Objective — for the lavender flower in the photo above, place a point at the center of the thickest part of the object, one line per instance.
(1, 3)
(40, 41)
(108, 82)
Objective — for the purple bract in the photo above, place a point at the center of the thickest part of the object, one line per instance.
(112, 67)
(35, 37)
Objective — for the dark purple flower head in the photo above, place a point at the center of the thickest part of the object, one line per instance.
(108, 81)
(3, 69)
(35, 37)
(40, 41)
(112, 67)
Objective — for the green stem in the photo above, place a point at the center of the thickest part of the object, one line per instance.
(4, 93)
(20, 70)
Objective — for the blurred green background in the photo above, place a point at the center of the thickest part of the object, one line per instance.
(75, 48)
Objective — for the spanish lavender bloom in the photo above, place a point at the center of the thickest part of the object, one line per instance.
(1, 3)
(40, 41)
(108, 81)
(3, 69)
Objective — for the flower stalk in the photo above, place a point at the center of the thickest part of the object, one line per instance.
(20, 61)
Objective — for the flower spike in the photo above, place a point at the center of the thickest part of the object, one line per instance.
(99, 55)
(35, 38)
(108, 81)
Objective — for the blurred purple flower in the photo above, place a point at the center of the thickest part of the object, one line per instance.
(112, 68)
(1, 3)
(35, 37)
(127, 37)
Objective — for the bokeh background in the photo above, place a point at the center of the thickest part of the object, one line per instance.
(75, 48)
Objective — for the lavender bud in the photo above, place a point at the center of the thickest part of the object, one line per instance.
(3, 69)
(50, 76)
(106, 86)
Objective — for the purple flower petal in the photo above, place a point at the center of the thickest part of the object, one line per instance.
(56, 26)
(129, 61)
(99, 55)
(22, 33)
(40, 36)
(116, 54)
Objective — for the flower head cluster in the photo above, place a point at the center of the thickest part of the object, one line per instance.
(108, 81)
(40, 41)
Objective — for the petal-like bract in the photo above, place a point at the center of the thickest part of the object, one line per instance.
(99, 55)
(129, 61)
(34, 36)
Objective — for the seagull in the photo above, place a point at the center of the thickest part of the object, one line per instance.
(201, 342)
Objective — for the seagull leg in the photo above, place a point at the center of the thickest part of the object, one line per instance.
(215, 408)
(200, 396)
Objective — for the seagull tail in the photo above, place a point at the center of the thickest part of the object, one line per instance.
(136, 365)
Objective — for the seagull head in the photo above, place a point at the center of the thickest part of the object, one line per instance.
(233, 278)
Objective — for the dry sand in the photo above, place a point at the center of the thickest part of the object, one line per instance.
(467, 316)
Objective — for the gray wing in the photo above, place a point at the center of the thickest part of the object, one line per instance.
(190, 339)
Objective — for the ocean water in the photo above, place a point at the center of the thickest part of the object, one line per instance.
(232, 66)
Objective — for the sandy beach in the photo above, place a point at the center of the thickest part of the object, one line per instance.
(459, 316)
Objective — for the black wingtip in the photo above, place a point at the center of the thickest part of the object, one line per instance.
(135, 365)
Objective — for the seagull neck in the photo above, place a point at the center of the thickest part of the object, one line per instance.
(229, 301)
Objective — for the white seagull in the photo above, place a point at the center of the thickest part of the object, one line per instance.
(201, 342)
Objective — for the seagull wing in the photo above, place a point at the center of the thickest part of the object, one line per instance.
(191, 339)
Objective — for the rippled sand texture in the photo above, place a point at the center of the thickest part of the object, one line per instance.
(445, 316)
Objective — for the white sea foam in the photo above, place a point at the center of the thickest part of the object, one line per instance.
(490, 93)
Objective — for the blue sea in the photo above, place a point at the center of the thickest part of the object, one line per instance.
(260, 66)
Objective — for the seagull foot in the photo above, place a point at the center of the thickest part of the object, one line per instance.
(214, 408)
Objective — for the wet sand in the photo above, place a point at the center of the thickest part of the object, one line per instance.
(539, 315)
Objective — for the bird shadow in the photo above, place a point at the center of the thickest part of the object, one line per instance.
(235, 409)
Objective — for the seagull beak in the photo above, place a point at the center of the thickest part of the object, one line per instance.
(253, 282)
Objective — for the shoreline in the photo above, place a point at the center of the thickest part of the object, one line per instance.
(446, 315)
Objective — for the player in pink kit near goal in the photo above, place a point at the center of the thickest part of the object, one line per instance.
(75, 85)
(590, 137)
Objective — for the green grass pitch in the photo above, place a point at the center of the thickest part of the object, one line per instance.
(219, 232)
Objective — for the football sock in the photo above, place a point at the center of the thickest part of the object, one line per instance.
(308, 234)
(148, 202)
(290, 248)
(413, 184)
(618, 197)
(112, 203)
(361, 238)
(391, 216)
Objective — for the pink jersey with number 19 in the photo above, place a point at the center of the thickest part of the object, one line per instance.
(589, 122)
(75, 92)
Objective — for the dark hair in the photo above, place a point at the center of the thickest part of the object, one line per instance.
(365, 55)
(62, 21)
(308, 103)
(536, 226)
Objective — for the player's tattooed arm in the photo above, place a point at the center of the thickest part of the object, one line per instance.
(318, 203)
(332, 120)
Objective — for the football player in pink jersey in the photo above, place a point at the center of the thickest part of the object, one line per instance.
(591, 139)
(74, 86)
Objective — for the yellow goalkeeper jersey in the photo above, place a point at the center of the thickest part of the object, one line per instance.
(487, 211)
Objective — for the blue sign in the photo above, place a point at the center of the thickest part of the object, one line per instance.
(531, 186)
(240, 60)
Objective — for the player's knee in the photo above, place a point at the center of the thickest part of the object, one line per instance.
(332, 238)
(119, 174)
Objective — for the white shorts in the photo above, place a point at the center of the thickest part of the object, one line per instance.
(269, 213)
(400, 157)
--
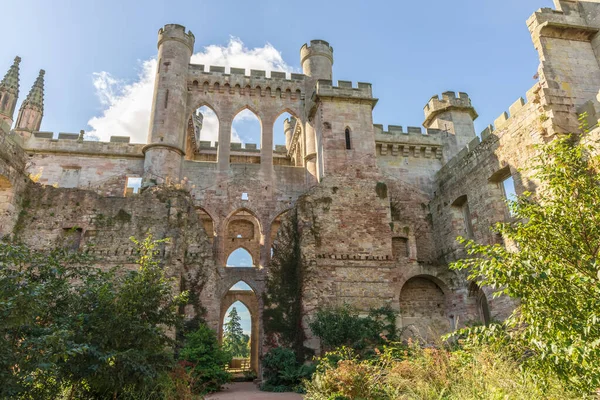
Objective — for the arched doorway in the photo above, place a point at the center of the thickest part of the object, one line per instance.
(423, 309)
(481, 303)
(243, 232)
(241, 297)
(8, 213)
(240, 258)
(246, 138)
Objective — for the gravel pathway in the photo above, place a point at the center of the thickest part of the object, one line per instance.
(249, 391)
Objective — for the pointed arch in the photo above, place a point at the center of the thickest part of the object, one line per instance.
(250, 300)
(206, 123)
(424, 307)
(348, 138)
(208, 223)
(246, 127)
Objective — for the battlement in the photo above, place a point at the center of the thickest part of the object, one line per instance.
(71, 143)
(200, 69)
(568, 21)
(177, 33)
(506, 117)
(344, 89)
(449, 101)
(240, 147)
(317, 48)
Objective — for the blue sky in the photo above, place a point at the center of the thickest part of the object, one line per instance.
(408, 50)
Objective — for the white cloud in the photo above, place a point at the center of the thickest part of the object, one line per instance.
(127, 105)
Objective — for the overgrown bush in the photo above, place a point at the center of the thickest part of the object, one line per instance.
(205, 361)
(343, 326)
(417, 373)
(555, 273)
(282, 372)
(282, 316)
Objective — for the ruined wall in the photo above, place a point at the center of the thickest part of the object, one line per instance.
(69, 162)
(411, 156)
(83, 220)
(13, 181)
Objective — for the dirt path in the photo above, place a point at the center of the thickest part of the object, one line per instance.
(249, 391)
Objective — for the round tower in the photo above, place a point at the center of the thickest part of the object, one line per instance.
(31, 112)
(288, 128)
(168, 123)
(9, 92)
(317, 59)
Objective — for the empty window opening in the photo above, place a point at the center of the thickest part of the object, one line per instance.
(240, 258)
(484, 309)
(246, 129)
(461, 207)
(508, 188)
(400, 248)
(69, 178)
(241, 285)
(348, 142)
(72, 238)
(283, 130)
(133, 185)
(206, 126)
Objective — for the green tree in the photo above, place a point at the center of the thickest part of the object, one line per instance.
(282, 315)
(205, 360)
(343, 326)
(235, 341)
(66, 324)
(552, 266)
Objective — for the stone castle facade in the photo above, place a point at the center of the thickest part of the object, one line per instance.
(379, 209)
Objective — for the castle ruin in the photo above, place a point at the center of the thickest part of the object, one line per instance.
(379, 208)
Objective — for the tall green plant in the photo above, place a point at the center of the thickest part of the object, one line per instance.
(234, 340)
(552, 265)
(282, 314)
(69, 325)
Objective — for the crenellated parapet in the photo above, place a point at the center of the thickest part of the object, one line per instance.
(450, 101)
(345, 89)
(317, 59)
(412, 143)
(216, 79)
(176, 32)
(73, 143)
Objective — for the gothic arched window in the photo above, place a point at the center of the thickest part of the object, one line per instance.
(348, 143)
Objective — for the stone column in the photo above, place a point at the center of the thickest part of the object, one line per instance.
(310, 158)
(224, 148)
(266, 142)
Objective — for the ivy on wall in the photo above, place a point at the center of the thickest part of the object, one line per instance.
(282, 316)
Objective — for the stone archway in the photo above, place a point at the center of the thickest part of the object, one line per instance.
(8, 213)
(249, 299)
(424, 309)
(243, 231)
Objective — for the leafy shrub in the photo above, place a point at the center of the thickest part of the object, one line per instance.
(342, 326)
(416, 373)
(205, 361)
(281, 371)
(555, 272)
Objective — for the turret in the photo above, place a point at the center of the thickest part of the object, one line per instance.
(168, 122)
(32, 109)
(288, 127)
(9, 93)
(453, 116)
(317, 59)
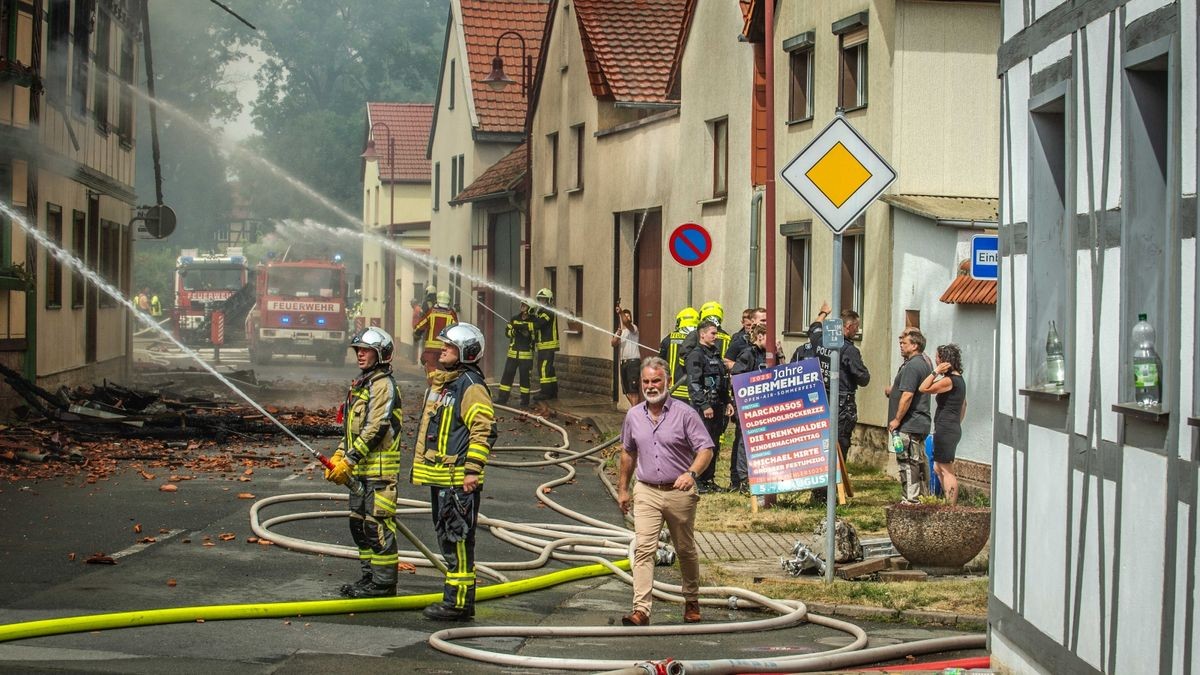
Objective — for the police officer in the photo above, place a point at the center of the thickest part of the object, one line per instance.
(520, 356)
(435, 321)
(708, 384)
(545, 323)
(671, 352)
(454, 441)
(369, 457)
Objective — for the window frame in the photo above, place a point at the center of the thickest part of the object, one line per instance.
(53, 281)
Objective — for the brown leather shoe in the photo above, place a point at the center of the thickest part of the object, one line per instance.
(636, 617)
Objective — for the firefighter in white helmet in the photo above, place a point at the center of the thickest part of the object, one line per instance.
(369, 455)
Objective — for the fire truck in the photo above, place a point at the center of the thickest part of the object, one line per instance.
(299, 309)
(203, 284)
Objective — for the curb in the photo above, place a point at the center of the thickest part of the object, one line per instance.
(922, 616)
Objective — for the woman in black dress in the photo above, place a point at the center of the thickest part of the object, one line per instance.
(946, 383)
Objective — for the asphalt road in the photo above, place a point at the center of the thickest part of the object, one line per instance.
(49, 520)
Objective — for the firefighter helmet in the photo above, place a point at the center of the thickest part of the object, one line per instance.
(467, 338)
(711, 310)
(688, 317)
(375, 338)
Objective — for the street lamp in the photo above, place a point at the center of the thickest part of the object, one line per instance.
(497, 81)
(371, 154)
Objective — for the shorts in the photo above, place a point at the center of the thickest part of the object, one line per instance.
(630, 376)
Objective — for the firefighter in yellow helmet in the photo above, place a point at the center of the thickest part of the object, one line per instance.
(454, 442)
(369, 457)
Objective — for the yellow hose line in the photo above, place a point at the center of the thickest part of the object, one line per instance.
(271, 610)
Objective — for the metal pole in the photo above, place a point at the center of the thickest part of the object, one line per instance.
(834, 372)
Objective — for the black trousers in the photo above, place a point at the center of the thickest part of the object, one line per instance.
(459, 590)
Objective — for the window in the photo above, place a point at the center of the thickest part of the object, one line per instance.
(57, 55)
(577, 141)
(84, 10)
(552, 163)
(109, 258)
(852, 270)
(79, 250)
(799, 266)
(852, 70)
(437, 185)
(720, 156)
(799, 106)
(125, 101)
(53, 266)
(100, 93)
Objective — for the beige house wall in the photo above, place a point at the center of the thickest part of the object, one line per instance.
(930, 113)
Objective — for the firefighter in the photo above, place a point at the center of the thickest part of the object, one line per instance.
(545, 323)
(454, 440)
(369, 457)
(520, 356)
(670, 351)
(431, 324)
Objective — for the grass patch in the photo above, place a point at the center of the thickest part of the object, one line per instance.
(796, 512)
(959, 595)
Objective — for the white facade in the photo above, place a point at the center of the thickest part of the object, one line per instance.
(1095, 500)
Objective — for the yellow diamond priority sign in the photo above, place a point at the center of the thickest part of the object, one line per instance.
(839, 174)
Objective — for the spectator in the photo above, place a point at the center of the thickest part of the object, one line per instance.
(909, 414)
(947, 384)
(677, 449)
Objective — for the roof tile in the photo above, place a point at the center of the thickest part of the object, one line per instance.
---
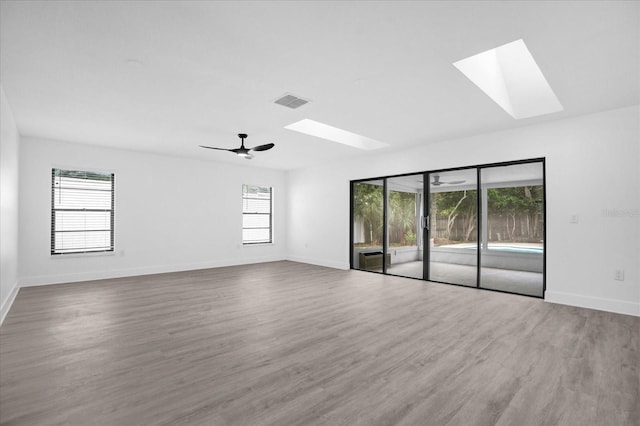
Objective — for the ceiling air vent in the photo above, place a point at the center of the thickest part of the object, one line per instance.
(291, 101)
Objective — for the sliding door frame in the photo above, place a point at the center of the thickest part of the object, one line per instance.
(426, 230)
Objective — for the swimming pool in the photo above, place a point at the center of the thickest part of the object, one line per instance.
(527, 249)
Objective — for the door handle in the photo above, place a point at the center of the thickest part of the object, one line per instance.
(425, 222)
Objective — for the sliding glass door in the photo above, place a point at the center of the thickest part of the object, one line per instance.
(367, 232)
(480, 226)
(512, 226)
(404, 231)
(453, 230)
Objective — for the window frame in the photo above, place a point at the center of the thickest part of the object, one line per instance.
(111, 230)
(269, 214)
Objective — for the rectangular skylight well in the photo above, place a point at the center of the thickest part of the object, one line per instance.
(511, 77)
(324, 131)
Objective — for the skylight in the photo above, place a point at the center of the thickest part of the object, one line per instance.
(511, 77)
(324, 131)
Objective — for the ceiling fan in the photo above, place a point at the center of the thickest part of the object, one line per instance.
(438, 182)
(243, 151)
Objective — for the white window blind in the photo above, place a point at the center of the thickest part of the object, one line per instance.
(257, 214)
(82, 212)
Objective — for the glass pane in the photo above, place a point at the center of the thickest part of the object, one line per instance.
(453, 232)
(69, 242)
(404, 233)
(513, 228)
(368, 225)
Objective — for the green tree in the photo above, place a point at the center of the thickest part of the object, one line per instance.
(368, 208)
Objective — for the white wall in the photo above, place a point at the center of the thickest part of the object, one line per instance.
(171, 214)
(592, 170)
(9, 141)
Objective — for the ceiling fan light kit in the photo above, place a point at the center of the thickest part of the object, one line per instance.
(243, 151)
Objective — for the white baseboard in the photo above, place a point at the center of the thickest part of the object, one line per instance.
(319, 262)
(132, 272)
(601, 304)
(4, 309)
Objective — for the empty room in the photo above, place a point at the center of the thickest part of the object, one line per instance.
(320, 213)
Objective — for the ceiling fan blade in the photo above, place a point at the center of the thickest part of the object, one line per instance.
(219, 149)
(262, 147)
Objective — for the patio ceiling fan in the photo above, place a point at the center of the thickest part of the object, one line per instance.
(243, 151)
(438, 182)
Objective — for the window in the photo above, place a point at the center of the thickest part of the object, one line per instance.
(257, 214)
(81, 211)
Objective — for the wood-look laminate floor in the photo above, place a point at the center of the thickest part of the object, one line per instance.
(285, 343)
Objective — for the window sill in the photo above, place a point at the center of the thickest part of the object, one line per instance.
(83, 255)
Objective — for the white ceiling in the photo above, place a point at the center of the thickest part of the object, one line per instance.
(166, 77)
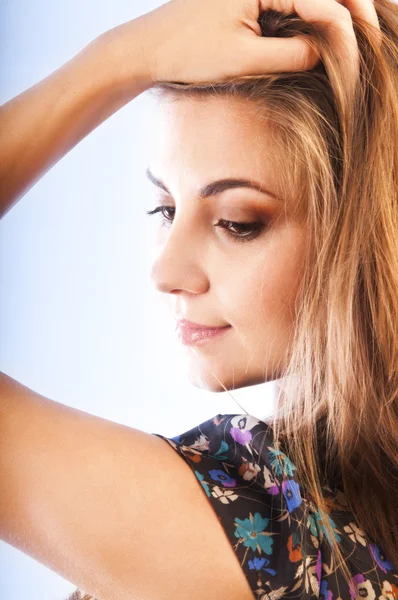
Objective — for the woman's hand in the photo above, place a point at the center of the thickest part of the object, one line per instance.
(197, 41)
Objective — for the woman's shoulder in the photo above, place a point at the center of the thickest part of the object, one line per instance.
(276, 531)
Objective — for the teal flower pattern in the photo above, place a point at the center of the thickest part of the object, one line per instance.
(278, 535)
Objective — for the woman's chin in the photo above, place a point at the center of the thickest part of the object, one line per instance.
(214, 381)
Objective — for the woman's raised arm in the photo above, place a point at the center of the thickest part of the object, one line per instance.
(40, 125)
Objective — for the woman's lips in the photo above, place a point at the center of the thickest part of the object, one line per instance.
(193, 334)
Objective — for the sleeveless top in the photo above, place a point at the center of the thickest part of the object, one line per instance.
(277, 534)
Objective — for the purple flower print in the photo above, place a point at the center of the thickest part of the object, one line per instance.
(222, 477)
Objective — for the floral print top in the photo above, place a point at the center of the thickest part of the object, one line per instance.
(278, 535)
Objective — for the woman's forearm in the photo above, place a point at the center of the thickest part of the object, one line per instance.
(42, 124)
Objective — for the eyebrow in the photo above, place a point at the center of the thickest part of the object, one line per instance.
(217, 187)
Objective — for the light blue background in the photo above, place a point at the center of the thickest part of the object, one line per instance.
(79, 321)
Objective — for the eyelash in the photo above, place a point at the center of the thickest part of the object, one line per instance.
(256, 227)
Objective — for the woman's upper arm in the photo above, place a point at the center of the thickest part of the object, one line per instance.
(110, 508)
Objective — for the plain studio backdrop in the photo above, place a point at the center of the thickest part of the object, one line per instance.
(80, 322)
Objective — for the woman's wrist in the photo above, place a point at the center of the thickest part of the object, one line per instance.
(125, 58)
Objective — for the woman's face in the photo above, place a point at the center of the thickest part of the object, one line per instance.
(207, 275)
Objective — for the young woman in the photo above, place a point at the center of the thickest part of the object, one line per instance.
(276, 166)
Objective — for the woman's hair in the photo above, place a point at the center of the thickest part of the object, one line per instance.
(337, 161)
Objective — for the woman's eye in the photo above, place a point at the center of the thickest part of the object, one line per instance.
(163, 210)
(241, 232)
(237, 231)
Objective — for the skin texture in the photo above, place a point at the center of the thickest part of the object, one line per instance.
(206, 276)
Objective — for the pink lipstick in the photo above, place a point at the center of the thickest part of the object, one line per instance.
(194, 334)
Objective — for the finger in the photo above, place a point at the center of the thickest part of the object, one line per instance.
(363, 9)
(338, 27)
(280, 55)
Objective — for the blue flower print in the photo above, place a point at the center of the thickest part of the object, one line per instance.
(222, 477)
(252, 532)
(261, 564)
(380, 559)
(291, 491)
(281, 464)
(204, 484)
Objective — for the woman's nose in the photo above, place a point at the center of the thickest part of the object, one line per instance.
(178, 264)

> _Set task_
Pull out each line of the records above that contains the word "glass".

> _Task response_
Objective — for the sliding glass door in the photo above, place a point at the center of the thickest part of the object, one line per instance.
Objective — for the glass pane in the photo above, place a point at the center of the thickest part of the object, one line per instance.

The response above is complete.